- The request:
Copy out, word for word, the part of the lines below that opens with the line containing "Would you please place a dot on the chain" and closes with the line containing "point(144, 125)", both ends included.

+ + + + +

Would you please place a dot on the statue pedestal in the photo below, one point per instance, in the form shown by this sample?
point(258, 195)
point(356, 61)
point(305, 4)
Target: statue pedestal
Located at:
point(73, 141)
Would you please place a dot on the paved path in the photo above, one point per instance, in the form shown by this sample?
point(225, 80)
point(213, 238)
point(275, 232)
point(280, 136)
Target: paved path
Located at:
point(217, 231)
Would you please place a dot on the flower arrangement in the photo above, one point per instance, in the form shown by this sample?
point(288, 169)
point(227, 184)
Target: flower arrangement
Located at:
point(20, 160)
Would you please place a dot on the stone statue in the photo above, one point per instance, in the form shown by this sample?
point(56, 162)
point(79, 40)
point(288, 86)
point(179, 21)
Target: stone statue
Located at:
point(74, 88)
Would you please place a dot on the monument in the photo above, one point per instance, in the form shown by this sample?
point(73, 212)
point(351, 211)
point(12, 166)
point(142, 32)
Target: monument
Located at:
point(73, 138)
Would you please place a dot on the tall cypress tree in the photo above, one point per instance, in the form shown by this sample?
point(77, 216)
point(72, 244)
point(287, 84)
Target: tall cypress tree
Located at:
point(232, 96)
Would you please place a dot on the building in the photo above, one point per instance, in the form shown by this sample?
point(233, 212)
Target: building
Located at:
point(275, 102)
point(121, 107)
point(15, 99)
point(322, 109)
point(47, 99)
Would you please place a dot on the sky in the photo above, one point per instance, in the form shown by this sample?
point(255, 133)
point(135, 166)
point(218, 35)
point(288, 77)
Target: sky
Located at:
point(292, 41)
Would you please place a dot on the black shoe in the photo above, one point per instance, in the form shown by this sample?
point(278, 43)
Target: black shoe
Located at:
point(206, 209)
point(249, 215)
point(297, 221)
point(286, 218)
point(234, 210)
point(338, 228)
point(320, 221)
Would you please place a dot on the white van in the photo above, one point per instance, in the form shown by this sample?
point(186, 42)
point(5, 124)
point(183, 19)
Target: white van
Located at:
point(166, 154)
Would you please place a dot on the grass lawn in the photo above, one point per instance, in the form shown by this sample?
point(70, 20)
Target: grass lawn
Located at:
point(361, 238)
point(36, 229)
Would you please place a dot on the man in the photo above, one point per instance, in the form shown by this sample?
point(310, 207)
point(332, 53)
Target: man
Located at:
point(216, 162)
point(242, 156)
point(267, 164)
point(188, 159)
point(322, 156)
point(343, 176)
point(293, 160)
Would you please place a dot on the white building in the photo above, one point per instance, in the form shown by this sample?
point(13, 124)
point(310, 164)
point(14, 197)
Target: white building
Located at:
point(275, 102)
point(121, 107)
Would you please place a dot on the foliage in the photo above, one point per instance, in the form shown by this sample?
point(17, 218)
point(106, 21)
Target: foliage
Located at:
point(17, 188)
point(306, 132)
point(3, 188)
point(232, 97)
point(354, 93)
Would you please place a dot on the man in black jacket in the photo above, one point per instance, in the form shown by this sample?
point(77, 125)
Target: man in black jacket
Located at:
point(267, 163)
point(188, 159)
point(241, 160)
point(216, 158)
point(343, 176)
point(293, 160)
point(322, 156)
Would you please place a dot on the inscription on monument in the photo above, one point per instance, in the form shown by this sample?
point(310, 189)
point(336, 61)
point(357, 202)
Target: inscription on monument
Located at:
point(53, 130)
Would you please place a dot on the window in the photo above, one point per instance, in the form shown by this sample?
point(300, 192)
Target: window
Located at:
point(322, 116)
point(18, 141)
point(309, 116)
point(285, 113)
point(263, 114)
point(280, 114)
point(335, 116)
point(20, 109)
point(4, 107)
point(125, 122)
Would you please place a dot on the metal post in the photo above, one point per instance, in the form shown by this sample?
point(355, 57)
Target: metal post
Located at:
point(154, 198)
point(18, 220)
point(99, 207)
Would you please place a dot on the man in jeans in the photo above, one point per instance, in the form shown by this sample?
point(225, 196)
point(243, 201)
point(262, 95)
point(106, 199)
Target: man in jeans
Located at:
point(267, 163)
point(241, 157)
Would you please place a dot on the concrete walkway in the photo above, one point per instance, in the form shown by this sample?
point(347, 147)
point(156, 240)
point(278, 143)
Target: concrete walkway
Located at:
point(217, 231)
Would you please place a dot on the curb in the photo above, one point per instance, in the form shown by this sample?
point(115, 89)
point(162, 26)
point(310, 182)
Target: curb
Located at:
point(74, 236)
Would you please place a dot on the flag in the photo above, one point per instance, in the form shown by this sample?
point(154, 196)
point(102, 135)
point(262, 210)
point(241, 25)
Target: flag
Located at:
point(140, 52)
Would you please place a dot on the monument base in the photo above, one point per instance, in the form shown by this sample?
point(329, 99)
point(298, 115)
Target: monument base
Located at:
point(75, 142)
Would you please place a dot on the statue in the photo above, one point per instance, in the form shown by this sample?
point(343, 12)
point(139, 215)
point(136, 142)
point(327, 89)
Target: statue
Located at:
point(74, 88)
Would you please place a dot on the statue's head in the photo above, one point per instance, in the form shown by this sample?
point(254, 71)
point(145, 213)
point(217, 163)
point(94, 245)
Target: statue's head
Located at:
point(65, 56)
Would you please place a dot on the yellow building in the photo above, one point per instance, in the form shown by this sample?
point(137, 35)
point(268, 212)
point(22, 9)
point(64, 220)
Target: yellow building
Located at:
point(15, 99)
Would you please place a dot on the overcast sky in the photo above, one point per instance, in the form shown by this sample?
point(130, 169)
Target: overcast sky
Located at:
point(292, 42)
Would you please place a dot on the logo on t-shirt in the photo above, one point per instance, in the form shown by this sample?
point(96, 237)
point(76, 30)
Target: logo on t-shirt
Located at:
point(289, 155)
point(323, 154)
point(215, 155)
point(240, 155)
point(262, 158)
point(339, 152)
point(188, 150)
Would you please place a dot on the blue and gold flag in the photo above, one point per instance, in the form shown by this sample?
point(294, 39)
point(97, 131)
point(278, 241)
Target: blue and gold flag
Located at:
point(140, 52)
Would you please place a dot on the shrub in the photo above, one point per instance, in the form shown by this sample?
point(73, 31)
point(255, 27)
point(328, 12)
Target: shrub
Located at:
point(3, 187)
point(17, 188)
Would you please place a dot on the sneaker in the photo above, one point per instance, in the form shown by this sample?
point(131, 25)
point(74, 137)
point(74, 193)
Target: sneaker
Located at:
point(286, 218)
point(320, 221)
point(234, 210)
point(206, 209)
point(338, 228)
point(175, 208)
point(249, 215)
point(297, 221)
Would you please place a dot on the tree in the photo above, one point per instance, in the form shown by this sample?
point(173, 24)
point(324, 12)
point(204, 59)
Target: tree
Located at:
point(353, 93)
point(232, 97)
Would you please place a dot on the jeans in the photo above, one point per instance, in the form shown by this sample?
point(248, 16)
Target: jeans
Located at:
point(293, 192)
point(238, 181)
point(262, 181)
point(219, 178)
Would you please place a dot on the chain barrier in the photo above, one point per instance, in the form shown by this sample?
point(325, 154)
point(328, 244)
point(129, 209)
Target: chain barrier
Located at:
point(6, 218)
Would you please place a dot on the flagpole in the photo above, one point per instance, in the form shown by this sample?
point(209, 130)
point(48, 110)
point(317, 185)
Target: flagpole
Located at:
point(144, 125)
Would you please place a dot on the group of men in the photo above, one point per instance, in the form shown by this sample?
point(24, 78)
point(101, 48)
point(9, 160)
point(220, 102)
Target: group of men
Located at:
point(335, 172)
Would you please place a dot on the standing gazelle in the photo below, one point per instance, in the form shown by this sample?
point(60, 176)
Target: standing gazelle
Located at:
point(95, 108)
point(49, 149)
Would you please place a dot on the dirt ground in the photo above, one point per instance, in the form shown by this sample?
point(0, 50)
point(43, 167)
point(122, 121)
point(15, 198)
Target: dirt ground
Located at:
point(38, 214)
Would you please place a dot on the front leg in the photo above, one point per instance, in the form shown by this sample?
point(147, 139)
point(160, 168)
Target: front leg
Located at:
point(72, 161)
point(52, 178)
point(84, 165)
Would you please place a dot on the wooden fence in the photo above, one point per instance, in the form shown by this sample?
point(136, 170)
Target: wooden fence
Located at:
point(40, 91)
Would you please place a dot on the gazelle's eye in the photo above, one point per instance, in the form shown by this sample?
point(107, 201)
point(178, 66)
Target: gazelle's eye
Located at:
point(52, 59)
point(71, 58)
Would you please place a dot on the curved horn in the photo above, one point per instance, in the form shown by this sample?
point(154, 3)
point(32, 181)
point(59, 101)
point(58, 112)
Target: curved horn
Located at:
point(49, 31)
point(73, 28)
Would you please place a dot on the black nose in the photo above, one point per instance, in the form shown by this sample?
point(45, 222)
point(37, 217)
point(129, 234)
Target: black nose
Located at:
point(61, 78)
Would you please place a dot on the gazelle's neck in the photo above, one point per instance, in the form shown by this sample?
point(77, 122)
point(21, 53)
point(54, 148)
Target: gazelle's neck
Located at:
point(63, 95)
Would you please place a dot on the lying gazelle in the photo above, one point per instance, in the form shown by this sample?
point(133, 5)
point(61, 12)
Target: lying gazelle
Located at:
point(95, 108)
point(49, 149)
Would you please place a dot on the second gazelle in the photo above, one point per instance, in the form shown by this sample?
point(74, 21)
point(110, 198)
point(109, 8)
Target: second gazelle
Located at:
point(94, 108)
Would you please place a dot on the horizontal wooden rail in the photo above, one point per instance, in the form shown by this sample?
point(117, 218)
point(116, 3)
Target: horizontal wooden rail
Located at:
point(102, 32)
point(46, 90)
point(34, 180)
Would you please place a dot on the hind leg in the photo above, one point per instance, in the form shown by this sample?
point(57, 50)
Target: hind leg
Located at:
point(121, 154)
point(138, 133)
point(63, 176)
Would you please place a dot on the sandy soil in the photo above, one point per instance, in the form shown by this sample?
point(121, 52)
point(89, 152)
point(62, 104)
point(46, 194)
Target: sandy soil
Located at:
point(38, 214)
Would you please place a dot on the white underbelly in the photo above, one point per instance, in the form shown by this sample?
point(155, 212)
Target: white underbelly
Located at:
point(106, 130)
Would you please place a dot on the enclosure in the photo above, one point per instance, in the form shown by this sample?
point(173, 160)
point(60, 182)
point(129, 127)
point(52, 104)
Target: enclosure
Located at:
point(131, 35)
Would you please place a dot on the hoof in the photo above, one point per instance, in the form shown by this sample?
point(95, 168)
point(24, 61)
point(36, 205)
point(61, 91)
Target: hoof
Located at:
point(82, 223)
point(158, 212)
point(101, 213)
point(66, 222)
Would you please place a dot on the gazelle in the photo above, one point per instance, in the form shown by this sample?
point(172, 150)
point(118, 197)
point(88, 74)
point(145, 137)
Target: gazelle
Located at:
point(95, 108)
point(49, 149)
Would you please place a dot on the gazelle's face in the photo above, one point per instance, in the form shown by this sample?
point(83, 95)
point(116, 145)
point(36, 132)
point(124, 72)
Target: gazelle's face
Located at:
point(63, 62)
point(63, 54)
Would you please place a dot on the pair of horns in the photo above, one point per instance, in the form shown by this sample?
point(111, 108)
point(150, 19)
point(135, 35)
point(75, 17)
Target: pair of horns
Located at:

+ + + + +

- Answer to the exercise:
Would you please place a dot on the chain barrier in the photo above, one point per instance, in the form shown by this sample?
point(325, 154)
point(328, 244)
point(129, 209)
Target: chain barrier
Located at:
point(6, 218)
Would you please place a dot on the flagpole in the photo above, one point per instance, in the form shown by this sample?
point(209, 130)
point(48, 110)
point(317, 185)
Target: flagpole
Located at:
point(144, 125)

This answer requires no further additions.